YOUR TASK: Look for "Could you point out every instance of the black" in the listing below, then copy exactly the line it appears in and all lines after it to the end, and nothing more.

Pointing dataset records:
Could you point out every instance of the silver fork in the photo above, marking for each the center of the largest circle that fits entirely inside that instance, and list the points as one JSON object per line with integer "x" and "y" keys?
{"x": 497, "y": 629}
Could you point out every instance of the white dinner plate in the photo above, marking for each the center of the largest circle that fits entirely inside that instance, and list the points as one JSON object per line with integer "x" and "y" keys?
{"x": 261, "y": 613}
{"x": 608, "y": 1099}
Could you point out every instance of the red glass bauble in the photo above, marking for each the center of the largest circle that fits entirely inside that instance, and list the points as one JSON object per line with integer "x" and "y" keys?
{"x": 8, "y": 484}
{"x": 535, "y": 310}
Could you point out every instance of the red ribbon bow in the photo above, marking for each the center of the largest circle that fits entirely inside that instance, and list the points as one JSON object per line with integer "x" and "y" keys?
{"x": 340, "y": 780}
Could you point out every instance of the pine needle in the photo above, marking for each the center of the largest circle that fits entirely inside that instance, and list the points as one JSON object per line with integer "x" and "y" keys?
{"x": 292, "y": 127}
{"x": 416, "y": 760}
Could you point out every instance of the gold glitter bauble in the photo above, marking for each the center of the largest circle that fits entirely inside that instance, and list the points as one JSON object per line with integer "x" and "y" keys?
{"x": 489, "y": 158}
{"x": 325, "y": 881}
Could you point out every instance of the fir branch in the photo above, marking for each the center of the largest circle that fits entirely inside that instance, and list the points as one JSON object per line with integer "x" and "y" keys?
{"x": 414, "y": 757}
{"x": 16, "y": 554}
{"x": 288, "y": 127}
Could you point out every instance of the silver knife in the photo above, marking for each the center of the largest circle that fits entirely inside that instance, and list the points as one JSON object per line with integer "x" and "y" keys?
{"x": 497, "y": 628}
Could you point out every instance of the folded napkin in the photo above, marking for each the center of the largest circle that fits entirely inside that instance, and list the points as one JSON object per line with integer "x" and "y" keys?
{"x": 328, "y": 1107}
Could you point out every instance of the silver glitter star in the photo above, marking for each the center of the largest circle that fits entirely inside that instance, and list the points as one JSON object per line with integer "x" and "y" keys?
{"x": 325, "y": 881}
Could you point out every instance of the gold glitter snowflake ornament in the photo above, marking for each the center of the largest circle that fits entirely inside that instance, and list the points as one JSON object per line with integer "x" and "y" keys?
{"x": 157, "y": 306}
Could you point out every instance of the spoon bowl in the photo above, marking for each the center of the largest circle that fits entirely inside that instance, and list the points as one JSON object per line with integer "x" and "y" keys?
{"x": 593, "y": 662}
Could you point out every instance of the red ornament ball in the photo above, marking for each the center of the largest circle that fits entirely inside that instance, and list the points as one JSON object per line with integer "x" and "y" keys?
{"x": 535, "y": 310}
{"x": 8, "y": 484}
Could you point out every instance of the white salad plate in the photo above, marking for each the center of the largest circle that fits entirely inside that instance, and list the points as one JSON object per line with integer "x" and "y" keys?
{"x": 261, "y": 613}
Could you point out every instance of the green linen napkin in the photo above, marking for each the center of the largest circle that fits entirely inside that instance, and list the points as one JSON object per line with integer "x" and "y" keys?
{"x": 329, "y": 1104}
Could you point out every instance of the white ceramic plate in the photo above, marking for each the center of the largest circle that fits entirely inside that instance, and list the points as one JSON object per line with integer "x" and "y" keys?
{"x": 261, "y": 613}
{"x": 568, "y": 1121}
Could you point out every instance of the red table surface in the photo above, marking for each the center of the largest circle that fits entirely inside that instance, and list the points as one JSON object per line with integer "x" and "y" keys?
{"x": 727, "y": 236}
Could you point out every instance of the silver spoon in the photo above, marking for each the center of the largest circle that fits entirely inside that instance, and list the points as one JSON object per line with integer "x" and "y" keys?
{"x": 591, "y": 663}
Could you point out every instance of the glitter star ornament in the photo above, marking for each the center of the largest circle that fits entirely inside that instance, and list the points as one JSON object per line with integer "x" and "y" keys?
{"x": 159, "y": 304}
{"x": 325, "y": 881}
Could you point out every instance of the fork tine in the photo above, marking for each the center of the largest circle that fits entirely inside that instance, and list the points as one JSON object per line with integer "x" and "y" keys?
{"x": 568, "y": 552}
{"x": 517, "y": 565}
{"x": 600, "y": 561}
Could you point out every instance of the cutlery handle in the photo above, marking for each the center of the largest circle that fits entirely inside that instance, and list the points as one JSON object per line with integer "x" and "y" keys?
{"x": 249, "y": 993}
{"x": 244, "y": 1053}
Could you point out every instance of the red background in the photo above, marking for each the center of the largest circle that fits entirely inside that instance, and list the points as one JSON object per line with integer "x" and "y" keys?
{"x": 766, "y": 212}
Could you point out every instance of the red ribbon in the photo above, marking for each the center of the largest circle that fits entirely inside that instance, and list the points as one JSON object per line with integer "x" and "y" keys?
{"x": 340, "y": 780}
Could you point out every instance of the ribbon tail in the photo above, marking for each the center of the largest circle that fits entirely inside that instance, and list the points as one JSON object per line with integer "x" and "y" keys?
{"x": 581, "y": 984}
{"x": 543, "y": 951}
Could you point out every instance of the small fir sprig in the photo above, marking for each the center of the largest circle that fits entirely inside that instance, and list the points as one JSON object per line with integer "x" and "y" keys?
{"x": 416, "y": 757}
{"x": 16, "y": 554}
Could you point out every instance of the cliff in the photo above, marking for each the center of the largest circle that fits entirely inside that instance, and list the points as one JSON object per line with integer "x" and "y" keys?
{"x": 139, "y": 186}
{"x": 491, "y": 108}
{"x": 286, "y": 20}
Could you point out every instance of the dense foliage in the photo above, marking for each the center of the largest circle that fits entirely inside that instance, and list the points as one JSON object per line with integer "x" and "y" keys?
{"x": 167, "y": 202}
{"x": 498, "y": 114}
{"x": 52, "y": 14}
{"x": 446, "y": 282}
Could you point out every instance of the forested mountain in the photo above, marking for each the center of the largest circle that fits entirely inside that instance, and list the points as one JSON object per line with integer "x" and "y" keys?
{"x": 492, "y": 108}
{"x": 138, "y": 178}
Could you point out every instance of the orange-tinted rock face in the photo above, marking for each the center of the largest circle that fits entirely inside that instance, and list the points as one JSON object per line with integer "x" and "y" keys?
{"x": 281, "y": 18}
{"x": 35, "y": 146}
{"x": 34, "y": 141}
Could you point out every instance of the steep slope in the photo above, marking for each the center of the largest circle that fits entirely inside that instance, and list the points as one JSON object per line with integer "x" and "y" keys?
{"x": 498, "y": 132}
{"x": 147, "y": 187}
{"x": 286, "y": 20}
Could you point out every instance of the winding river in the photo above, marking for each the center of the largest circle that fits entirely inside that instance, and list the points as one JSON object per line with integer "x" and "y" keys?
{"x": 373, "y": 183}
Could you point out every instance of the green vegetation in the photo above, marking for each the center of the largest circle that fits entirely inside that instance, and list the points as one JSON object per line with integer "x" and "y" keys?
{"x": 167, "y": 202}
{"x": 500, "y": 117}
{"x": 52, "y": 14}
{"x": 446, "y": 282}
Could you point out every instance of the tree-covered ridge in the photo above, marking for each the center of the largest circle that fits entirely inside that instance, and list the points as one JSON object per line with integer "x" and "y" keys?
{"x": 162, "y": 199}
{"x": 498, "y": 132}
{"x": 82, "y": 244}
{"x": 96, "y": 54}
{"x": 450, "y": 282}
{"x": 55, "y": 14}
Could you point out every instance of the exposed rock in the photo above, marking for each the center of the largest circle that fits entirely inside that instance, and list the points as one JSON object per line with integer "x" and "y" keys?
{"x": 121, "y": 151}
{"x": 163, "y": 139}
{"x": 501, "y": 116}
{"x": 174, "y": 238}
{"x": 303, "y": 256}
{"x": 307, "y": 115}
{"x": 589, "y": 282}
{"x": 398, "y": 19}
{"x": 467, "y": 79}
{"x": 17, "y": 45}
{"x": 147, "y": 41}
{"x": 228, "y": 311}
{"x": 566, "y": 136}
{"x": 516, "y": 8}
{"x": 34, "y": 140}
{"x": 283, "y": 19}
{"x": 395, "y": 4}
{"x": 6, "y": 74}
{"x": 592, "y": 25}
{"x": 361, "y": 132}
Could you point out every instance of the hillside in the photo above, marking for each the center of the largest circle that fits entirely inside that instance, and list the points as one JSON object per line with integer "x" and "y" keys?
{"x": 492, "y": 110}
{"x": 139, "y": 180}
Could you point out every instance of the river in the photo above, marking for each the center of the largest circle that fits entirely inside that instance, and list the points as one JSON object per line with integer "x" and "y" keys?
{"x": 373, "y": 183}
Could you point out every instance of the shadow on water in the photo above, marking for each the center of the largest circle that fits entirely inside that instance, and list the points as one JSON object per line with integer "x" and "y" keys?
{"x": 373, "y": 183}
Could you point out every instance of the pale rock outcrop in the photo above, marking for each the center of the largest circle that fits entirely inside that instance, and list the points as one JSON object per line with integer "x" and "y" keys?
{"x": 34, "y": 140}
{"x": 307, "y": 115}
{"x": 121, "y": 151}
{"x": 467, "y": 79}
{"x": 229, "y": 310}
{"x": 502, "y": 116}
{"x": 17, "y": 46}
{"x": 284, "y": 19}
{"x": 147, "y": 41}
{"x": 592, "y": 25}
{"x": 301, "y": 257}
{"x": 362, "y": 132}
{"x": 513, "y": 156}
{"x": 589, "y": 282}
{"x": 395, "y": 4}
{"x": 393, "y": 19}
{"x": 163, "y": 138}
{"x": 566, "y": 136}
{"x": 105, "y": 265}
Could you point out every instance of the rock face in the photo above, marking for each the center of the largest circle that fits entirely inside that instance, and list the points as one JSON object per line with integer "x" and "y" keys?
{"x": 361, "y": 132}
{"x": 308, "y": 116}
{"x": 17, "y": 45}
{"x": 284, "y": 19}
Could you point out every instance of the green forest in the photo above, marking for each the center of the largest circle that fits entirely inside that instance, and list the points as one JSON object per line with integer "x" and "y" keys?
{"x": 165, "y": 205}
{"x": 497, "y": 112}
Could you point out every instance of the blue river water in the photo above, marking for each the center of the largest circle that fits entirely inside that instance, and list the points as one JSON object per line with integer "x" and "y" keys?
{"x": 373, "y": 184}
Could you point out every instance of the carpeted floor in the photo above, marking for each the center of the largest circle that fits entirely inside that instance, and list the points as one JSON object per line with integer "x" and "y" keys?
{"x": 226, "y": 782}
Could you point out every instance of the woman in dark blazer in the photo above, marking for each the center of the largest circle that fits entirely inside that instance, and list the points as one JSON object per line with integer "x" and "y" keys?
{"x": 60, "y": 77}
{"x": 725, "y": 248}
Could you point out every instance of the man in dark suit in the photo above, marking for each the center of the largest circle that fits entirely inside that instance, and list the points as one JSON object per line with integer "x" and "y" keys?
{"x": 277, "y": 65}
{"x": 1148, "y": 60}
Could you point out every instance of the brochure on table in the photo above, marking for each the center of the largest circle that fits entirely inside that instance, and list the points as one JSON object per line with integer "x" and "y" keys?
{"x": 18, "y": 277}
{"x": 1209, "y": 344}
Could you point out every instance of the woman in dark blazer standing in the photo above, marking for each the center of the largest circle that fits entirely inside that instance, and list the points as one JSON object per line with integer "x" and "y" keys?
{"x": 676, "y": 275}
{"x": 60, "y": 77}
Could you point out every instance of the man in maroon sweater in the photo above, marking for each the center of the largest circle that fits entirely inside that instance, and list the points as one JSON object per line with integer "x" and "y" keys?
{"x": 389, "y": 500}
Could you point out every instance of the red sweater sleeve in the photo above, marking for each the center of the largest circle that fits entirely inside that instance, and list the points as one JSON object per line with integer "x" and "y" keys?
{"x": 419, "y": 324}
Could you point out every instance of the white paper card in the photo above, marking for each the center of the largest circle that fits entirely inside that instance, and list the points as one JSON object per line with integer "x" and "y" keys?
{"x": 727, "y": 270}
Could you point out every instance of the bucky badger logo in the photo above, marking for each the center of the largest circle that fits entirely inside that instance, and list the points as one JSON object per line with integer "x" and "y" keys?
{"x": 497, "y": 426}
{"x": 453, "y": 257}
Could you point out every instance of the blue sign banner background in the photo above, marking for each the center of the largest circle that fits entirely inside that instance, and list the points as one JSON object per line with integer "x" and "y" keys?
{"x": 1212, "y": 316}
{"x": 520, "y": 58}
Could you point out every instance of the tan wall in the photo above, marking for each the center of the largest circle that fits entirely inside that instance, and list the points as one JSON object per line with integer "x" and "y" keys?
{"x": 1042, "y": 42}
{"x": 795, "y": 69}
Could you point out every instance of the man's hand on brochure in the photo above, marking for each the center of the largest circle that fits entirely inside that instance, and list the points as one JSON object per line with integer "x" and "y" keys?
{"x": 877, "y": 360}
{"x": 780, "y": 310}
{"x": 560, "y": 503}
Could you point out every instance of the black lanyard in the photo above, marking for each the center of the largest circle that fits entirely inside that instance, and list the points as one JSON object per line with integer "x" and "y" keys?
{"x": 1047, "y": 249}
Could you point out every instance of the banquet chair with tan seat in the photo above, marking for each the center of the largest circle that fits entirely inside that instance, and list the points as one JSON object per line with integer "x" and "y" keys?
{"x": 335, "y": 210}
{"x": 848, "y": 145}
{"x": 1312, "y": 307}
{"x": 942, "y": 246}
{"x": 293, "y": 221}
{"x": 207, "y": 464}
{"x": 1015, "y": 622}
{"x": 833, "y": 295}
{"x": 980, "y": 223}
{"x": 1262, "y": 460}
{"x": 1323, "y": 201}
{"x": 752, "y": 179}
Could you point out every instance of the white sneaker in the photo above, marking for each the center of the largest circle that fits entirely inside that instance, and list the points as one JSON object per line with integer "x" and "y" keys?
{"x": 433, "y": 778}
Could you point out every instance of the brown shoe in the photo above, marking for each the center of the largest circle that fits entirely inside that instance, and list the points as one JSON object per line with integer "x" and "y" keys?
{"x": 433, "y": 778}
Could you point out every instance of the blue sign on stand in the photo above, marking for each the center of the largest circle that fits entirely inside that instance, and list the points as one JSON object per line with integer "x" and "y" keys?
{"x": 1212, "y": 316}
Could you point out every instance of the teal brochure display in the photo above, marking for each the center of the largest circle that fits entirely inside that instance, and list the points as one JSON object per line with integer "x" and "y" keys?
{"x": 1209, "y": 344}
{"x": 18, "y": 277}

OUTPUT FOR THIS TASK:
Could you point out every instance of the black lanyard in the photo above, marking for each the center of the largest circle that fits entirely inside that instance, and list the points as one JSON object per line with integer "x" and "y" keys?
{"x": 1047, "y": 249}
Could you point out every instance of the banquet chair with tan seat in the photo above, marking for each the center of the largest circle that fits entirely inside that instance, and list the points as one JSON object per line with integer "x" and "y" keys?
{"x": 335, "y": 210}
{"x": 848, "y": 145}
{"x": 1312, "y": 307}
{"x": 942, "y": 246}
{"x": 293, "y": 221}
{"x": 207, "y": 464}
{"x": 1015, "y": 622}
{"x": 833, "y": 295}
{"x": 980, "y": 223}
{"x": 1262, "y": 460}
{"x": 1323, "y": 201}
{"x": 752, "y": 179}
Could you point out every instance of the white sneaker in the photo above, marking for each the center of the largest circle that fits entirely inside that instance, and list the points as one JSON object per line with integer "x" and "y" keys?
{"x": 433, "y": 778}
Could you point out every instance of the brown shoe in the photo above, marking for each the center of the largest circle that fits entirely inside that instance, and list the points as one JSON object per line with integer "x" and "y" keys?
{"x": 433, "y": 778}
Could you point out every instance of the blue sign on stand in the photo above, marking for each the center of the largest circle that fits entirely inside that instance, and list the points as one JSON object per line with integer "x" and "y" keys?
{"x": 1212, "y": 316}
Could you point out every instance of the teal brochure display in the photo above, marking for each the center of the largest circle that fits entirely inside that instance, and list the points as one JSON object per line with integer "x" and "y" keys?
{"x": 1209, "y": 344}
{"x": 18, "y": 277}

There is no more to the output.